◆ EXERCISE DETAILS ◆
Reproduce every record verbatim but drop the pictures.

◆ RECORDS TO PROCESS ◆
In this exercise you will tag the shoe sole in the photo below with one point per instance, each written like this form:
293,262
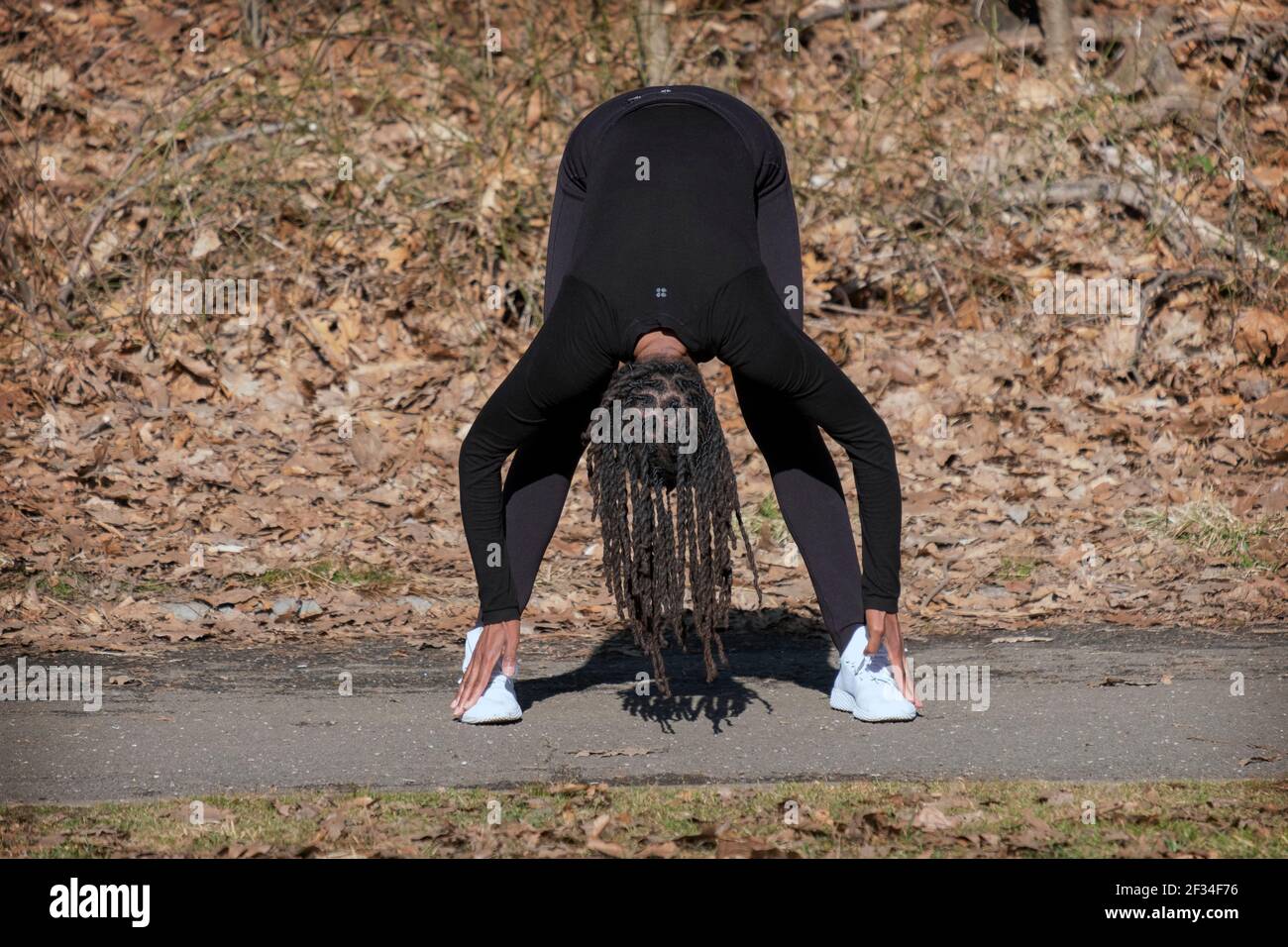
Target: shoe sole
490,719
842,699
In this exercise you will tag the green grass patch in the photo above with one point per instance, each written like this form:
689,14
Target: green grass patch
1014,569
1216,532
866,818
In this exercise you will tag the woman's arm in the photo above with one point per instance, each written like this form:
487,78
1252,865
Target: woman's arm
755,339
568,357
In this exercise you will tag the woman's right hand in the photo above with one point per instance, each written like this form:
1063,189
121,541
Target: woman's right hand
498,642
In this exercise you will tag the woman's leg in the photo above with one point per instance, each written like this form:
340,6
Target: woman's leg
535,489
536,486
805,479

◆ RESULT FOR THIS EXERCISE ◆
In this exercise you will tag the shoe sole in the photo below with one point per instance, each written like this form:
293,262
Target: shoe sole
490,719
842,699
In this exercise you will tag the green grass patch in the photo above with one point per instance, each written like this form:
689,14
Target: green grass patch
1014,569
1216,532
866,818
In this exercise you will tag the woman's arm in the photo above with one point per instance, each written like this form:
487,78
1252,865
Target: woman's arm
755,339
568,357
In this exercise you will tag the woman's right hand in the photo above with one point per instance, each written like this form:
1063,189
121,541
Target: woman's right hand
498,642
In this exercise you will tag the woman's leg in the photo above with one point per instance, each written like this form:
340,6
Target: woman's leg
535,489
536,486
805,479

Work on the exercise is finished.